THE PROBLEM -
Pull from the material below each line containing the string "hair", and treat uppercase and lowercase letters as different.

RECORDED INFORMATION -
══════════
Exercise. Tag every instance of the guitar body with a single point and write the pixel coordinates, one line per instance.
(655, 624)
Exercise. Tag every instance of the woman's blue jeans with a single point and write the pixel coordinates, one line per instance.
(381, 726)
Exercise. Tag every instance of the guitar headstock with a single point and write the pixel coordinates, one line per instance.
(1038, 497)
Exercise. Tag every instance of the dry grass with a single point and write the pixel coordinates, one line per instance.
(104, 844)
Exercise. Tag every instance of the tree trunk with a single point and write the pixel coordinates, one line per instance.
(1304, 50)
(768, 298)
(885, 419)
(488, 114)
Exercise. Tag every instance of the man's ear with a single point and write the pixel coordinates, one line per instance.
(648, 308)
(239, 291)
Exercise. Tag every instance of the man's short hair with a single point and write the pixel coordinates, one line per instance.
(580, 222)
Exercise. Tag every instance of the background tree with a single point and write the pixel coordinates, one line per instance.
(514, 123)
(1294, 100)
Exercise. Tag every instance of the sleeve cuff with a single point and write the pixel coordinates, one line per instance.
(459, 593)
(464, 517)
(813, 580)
══════════
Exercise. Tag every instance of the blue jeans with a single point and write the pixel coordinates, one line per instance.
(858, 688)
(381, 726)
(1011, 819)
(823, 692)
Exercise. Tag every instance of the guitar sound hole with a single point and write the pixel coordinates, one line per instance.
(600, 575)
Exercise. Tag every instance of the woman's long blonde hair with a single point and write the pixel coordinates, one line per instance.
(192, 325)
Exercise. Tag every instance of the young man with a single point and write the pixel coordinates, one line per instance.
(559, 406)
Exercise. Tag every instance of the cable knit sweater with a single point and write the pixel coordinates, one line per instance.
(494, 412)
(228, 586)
══════════
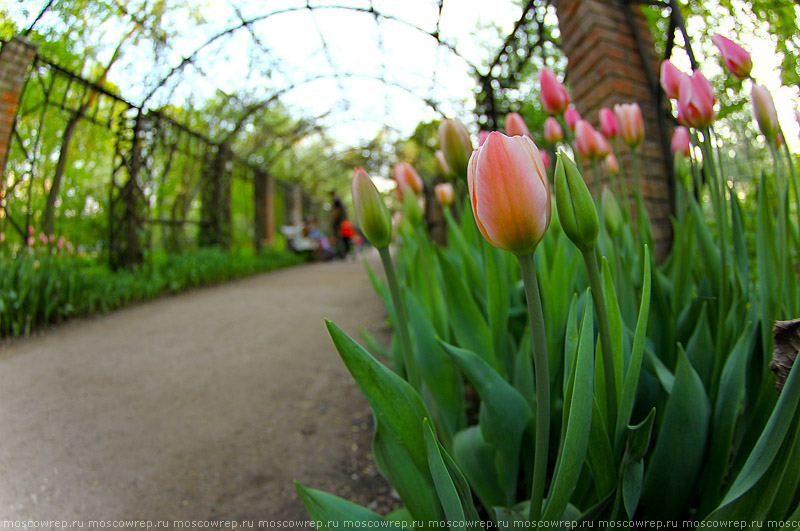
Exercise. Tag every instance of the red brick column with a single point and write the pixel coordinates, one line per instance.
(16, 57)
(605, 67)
══════════
FINAL RESULT -
Exercise. Tag every instance of the man's short hair with a single point and write the pixel coordinates, one line per instance.
Exercise. Tag every instance of the woman's long blonde hair with a single point and write the pixel coordinates, one line per instance.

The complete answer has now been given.